**Problem**
Put each line of the listing below into a Markdown table with two columns, Row for its number and Line for its text. Skip blank lines and keep the pictures out of your answer.
========================================================================
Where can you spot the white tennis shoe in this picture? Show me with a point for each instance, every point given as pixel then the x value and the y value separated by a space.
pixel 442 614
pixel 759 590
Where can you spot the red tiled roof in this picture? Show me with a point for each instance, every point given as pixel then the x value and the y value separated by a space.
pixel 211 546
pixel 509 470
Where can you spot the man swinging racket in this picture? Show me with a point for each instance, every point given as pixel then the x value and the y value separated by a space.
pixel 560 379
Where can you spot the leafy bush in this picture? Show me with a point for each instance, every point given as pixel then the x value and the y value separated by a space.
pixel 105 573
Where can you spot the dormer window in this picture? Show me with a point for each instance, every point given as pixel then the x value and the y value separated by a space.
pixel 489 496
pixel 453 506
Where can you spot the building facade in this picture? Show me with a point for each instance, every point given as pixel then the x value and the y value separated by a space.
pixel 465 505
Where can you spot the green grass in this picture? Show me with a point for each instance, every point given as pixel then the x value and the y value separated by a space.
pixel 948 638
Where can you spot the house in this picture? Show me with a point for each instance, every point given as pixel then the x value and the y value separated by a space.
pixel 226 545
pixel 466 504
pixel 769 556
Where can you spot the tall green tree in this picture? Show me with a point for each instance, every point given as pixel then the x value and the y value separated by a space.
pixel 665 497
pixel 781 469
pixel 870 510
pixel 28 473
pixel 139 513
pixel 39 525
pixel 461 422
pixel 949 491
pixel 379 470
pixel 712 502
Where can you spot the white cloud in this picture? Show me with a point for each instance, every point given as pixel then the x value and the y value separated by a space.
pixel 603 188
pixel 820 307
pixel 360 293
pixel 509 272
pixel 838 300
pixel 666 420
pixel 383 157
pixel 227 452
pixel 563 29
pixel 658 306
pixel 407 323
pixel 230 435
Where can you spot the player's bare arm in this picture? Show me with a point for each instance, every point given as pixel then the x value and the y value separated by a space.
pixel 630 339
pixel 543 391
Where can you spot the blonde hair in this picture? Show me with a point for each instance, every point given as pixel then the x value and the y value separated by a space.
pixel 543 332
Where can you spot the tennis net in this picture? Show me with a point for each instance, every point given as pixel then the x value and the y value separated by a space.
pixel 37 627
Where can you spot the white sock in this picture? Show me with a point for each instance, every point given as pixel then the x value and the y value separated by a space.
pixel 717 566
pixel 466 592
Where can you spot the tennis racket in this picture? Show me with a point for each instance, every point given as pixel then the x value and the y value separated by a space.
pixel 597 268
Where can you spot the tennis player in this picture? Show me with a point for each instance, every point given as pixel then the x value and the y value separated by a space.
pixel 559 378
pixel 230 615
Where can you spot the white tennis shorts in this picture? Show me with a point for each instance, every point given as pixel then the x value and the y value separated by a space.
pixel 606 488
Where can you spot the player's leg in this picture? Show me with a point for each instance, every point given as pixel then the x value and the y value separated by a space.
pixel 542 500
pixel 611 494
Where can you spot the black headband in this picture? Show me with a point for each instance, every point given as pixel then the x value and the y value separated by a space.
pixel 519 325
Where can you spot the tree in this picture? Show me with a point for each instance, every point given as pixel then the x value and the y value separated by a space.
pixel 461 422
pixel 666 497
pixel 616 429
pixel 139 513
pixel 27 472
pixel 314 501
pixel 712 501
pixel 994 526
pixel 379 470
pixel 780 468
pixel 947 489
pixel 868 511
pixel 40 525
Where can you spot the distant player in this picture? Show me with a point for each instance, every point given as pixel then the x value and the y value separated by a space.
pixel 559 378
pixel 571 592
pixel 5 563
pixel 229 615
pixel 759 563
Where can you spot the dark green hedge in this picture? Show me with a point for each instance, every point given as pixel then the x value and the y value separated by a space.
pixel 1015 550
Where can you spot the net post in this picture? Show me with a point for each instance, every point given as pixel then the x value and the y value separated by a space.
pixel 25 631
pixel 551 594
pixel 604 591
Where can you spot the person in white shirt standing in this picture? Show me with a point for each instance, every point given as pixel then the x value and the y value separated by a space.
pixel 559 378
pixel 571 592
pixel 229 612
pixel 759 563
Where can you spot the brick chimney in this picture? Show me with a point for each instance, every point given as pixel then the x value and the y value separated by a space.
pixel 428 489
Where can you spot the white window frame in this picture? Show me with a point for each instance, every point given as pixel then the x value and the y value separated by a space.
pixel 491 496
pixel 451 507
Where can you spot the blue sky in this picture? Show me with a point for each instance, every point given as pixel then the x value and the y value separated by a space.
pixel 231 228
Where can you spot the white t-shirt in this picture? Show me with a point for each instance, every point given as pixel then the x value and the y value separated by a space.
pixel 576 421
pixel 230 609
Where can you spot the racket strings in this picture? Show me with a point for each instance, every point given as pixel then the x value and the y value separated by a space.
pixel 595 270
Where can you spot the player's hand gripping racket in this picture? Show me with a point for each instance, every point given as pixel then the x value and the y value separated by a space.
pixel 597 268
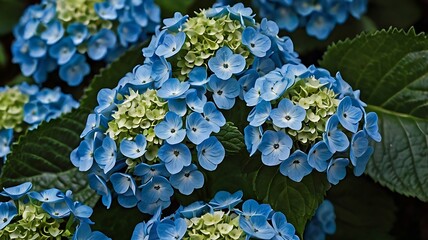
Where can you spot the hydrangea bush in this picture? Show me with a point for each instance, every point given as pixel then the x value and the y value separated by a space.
pixel 48 214
pixel 220 218
pixel 65 34
pixel 318 17
pixel 156 130
pixel 25 107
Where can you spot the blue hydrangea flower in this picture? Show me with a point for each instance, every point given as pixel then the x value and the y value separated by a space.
pixel 50 35
pixel 225 63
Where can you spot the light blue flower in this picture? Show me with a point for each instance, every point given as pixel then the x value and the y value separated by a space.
pixel 99 44
pixel 105 155
pixel 213 116
pixel 224 64
pixel 172 230
pixel 197 128
pixel 187 180
pixel 258 43
pixel 226 200
pixel 18 191
pixel 63 50
pixel 170 45
pixel 275 147
pixel 122 183
pixel 175 157
pixel 171 129
pixel 210 153
pixel 371 126
pixel 348 115
pixel 336 140
pixel 74 70
pixel 288 115
pixel 173 88
pixel 260 114
pixel 296 166
pixel 252 138
pixel 133 149
pixel 7 212
pixel 336 170
pixel 224 91
pixel 319 156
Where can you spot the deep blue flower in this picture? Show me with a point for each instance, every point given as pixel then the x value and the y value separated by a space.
pixel 258 43
pixel 158 188
pixel 210 153
pixel 77 32
pixel 296 166
pixel 74 70
pixel 174 24
pixel 336 140
pixel 196 100
pixel 252 137
pixel 224 64
pixel 371 126
pixel 18 191
pixel 7 212
pixel 172 230
pixel 198 76
pixel 173 88
pixel 197 128
pixel 99 44
pixel 133 149
pixel 188 179
pixel 224 91
pixel 259 114
pixel 275 147
pixel 226 200
pixel 319 156
pixel 348 115
pixel 170 45
pixel 175 157
pixel 49 196
pixel 170 129
pixel 99 185
pixel 336 170
pixel 288 115
pixel 257 227
pixel 105 155
pixel 213 116
pixel 63 50
pixel 283 229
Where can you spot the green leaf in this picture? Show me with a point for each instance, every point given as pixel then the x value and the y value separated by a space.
pixel 297 200
pixel 391 70
pixel 364 210
pixel 42 155
pixel 231 138
pixel 10 12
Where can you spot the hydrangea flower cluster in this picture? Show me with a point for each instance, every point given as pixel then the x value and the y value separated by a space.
pixel 303 119
pixel 48 214
pixel 26 106
pixel 150 134
pixel 61 34
pixel 322 223
pixel 219 219
pixel 319 17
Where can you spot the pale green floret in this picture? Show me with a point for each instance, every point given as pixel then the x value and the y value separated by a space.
pixel 12 103
pixel 214 226
pixel 318 101
pixel 34 224
pixel 139 114
pixel 69 11
pixel 204 36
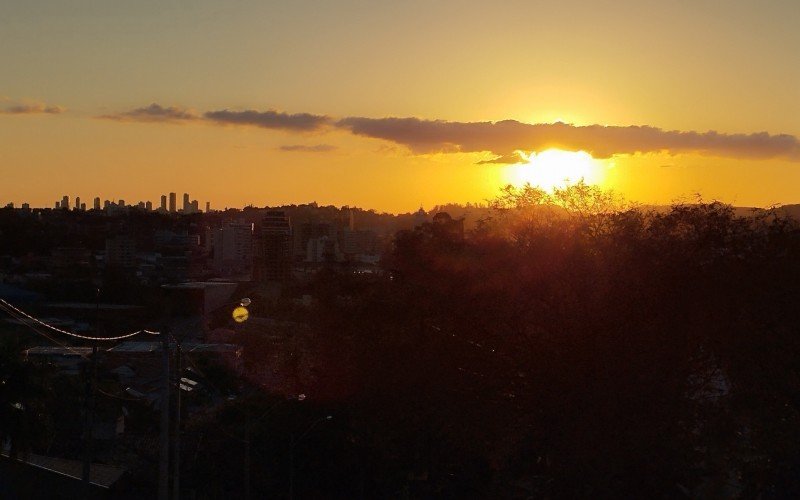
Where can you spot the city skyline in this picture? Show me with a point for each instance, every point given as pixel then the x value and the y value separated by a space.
pixel 480 97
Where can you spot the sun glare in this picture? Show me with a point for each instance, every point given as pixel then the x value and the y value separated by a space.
pixel 556 168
========================================================================
**Task result**
| Row | Line |
|---|---|
| 1 | Where can you spot the white tennis shoe in this picture? Show me with a point for each instance, every point given as pixel then the x value and the y value separated by a space. |
| 2 | pixel 442 614 |
| 3 | pixel 759 590 |
| 4 | Where can you spot the red tiled roof in this picture? Show me with a point for each instance, every point given as pixel then the x value and the y value separated by a space. |
| 5 | pixel 211 546 |
| 6 | pixel 509 470 |
| 7 | Where can you spot the man swinging racket in this picture? Show me with a point for each instance, every point given as pixel then the x value and the y value separated by a space. |
| 8 | pixel 560 379 |
| 9 | Where can you spot the leafy bush in this picture? Show me with a point for each instance, every point given as pixel then the x value and the y value separated by a space. |
| 10 | pixel 105 573 |
| 11 | Where can you spot the dormer window in this picture? Show me with a point for each instance, every point given as pixel then the x value and the y value separated by a space. |
| 12 | pixel 489 496 |
| 13 | pixel 453 506 |
| 14 | Where can you spot the building facade in this picture? Show me with a point for each instance, every point given as pixel then the x value and the y value separated by a space. |
| 15 | pixel 465 505 |
| 16 | Where can you spot the green grass in this picture? Show me with a point for each instance, every point given as pixel then the x value and the y value separated by a space. |
| 17 | pixel 948 638 |
| 18 | Where can you spot the house in this picture? Show me with a point for each instance, every point given as pixel then the x value and the y value separated by a space. |
| 19 | pixel 226 545 |
| 20 | pixel 466 504 |
| 21 | pixel 769 556 |
| 22 | Where can you spot the tall green tree in this picture? Show me with a point for each instance, every point given as pixel then the x value and the y value separated by a space. |
| 23 | pixel 665 497 |
| 24 | pixel 781 469 |
| 25 | pixel 870 510 |
| 26 | pixel 28 473 |
| 27 | pixel 139 513 |
| 28 | pixel 39 525 |
| 29 | pixel 461 422 |
| 30 | pixel 949 491 |
| 31 | pixel 379 470 |
| 32 | pixel 712 502 |
| 33 | Where can you spot the white cloud in this picture? Show me with a point for each instance, every point given as pixel then the x value and the y value separated by a space. |
| 34 | pixel 603 188 |
| 35 | pixel 820 307 |
| 36 | pixel 360 293 |
| 37 | pixel 509 272 |
| 38 | pixel 838 300 |
| 39 | pixel 666 420 |
| 40 | pixel 383 157 |
| 41 | pixel 227 452 |
| 42 | pixel 563 29 |
| 43 | pixel 658 306 |
| 44 | pixel 407 323 |
| 45 | pixel 230 435 |
| 46 | Where can you spot the player's bare arm in this picture? Show me with a point for each instance, every point given as pixel then the x value and the y value separated by a space. |
| 47 | pixel 630 339 |
| 48 | pixel 543 391 |
| 49 | Where can you spot the blonde hair in this picture? Show me with a point for each instance, every point given as pixel then the x value and the y value separated by a space. |
| 50 | pixel 543 332 |
| 51 | Where can you spot the tennis net in this picture? Show me with a point for each instance, every point given as pixel then the x value and the y value separated by a space. |
| 52 | pixel 37 627 |
| 53 | Where can you spot the white sock in this picture? Show me with a point for each instance, every point given as pixel then the x value and the y value separated by a space. |
| 54 | pixel 717 566 |
| 55 | pixel 466 592 |
| 56 | Where can you spot the tennis racket in this picture? Show me with a point for each instance, every point given as pixel then the x value and the y value separated by a space. |
| 57 | pixel 597 268 |
| 58 | Where can you spot the tennis player in this picture? Show me with a point for each instance, every point given as pixel then the x value and the y value separated by a space. |
| 59 | pixel 559 378 |
| 60 | pixel 230 615 |
| 61 | Where can you spot the white tennis shorts in this picture? Show me with a point for each instance, every point given as pixel then the x value and the y value separated by a space. |
| 62 | pixel 606 488 |
| 63 | Where can you spot the player's leg in this picture? Show me with a point for each instance, every point given as pixel then the x value and the y value separated by a space. |
| 64 | pixel 542 500 |
| 65 | pixel 611 494 |
| 66 | Where can you spot the black headband in this picture? Show me with a point for each instance, every point given as pixel then the x value and the y value separated by a space. |
| 67 | pixel 519 325 |
| 68 | Where can you spot the tree in this picture? Show me with a point for each instance, every point given as pixel then the x value and the y value separated by a space. |
| 69 | pixel 461 422 |
| 70 | pixel 666 497 |
| 71 | pixel 616 429 |
| 72 | pixel 139 513 |
| 73 | pixel 27 472 |
| 74 | pixel 314 501 |
| 75 | pixel 712 501 |
| 76 | pixel 994 526 |
| 77 | pixel 379 470 |
| 78 | pixel 780 468 |
| 79 | pixel 947 489 |
| 80 | pixel 868 511 |
| 81 | pixel 40 525 |
| 82 | Where can you spot the distant player in this picture? Show me with a point for each instance, every point given as pixel then the x value and the y value separated by a space. |
| 83 | pixel 559 378 |
| 84 | pixel 571 592 |
| 85 | pixel 5 563 |
| 86 | pixel 229 615 |
| 87 | pixel 759 563 |
| 88 | Where can you spot the dark green hedge in this picture? Show me with a point for each instance, every point given as pixel then the x value and the y value separated by a space. |
| 89 | pixel 1015 550 |
| 90 | Where can you spot the net post in this picture? Show me with a point for each instance, every point given as pixel then the x value and the y value separated by a space. |
| 91 | pixel 25 631 |
| 92 | pixel 551 594 |
| 93 | pixel 604 591 |
| 94 | Where can you spot the person in white shirt standing in this picture? Show me with a point for each instance, every point given as pixel then the x value and the y value separated by a space. |
| 95 | pixel 559 378 |
| 96 | pixel 571 592 |
| 97 | pixel 229 612 |
| 98 | pixel 759 563 |
| 99 | Where can you spot the brick chimney in this picture? Show me with a point for each instance, every point given as pixel then the x value and the y value separated by a space. |
| 100 | pixel 428 489 |
| 101 | Where can you spot the white window frame in this picture? Show me with a point for each instance, every point given as pixel then the x value and the y value separated by a space. |
| 102 | pixel 491 496 |
| 103 | pixel 451 507 |
| 104 | Where can you spot the blue sky in this picture? Show me with a point for each instance, every point given as pixel then the x value and the y value separated by a space. |
| 105 | pixel 231 228 |
| 106 | Where can you spot the white t-shirt in this picture? Show me with a point for each instance, every point given as pixel then the x value and the y value separated by a space. |
| 107 | pixel 576 421 |
| 108 | pixel 230 609 |
| 109 | Where can you spot the racket strings in this picture? Show me with a point for each instance, every point given as pixel then the x value and the y value separated by a space. |
| 110 | pixel 595 270 |
| 111 | Where can you spot the player's hand gripping racket in this picture? Show me with a point for each instance, every point given as pixel then the x value and the y value separated by a space. |
| 112 | pixel 597 268 |
| 113 | Where can you spot the hydrangea bush in this picture? Show me with a point for each instance, every point given as pixel then the x value and the y value separated by a space. |
| 114 | pixel 48 214 |
| 115 | pixel 220 218 |
| 116 | pixel 65 34 |
| 117 | pixel 318 17 |
| 118 | pixel 156 130 |
| 119 | pixel 25 107 |
| 120 | Where can you spot the blue hydrangea flower in this picture? Show me with a point for each instance, every point given as pixel then the x value and the y value separated by a space. |
| 121 | pixel 50 35 |
| 122 | pixel 225 63 |
| 123 | Where can you spot the light blue flower in this picture? Show me with a point for each instance, every point given as pixel then the x value and the y value separated by a space. |
| 124 | pixel 99 44 |
| 125 | pixel 105 155 |
| 126 | pixel 213 116 |
| 127 | pixel 224 64 |
| 128 | pixel 172 230 |
| 129 | pixel 197 128 |
| 130 | pixel 187 180 |
| 131 | pixel 258 43 |
| 132 | pixel 226 200 |
| 133 | pixel 18 191 |
| 134 | pixel 63 50 |
| 135 | pixel 170 45 |
| 136 | pixel 275 147 |
| 137 | pixel 122 183 |
| 138 | pixel 175 157 |
| 139 | pixel 171 129 |
| 140 | pixel 210 153 |
| 141 | pixel 371 126 |
| 142 | pixel 348 115 |
| 143 | pixel 336 140 |
| 144 | pixel 74 70 |
| 145 | pixel 288 115 |
| 146 | pixel 173 88 |
| 147 | pixel 260 114 |
| 148 | pixel 296 166 |
| 149 | pixel 252 138 |
| 150 | pixel 133 149 |
| 151 | pixel 7 212 |
| 152 | pixel 336 170 |
| 153 | pixel 224 91 |
| 154 | pixel 319 156 |
| 155 | Where can you spot the deep blue flower in this picture? Show me with a point for each instance, every point given as pixel then the x value and the y value separated by a space. |
| 156 | pixel 258 43 |
| 157 | pixel 158 188 |
| 158 | pixel 210 153 |
| 159 | pixel 77 32 |
| 160 | pixel 296 166 |
| 161 | pixel 74 70 |
| 162 | pixel 174 24 |
| 163 | pixel 336 140 |
| 164 | pixel 196 100 |
| 165 | pixel 252 137 |
| 166 | pixel 224 64 |
| 167 | pixel 371 126 |
| 168 | pixel 18 191 |
| 169 | pixel 7 212 |
| 170 | pixel 172 230 |
| 171 | pixel 198 76 |
| 172 | pixel 173 88 |
| 173 | pixel 197 128 |
| 174 | pixel 99 44 |
| 175 | pixel 133 149 |
| 176 | pixel 188 179 |
| 177 | pixel 224 91 |
| 178 | pixel 259 114 |
| 179 | pixel 275 147 |
| 180 | pixel 226 200 |
| 181 | pixel 319 156 |
| 182 | pixel 348 115 |
| 183 | pixel 170 45 |
| 184 | pixel 175 157 |
| 185 | pixel 49 196 |
| 186 | pixel 170 129 |
| 187 | pixel 99 185 |
| 188 | pixel 336 170 |
| 189 | pixel 288 115 |
| 190 | pixel 257 227 |
| 191 | pixel 105 155 |
| 192 | pixel 213 116 |
| 193 | pixel 63 50 |
| 194 | pixel 283 229 |
| 195 | Where can you spot the green leaf in this picture? Show me with a point for each instance, every point given as pixel then the x value and the y value separated by a space. |
| 196 | pixel 297 200 |
| 197 | pixel 391 70 |
| 198 | pixel 364 210 |
| 199 | pixel 42 155 |
| 200 | pixel 231 138 |
| 201 | pixel 10 12 |
| 202 | Where can you spot the hydrangea flower cluster in this picture? Show me with a point for each instance, every point given as pixel then the x value and the y value separated by a space. |
| 203 | pixel 303 119 |
| 204 | pixel 48 214 |
| 205 | pixel 26 106 |
| 206 | pixel 150 134 |
| 207 | pixel 61 34 |
| 208 | pixel 322 223 |
| 209 | pixel 219 219 |
| 210 | pixel 319 17 |
| 211 | Where can you spot the pale green floret in this picture? Show me with a point for each instance, every point given as pixel then the x value and the y value separated by a space. |
| 212 | pixel 12 103 |
| 213 | pixel 214 226 |
| 214 | pixel 318 101 |
| 215 | pixel 34 224 |
| 216 | pixel 139 114 |
| 217 | pixel 69 11 |
| 218 | pixel 204 36 |
| 219 | Where can you spot the city skyline in this picture? Show me with a point for each instance, every point given as pixel then the x value and the y value separated by a space. |
| 220 | pixel 480 97 |
| 221 | Where can you spot the sun glare in this picture? Show me with a point for each instance, every point given as pixel then the x value and the y value separated by a space. |
| 222 | pixel 556 168 |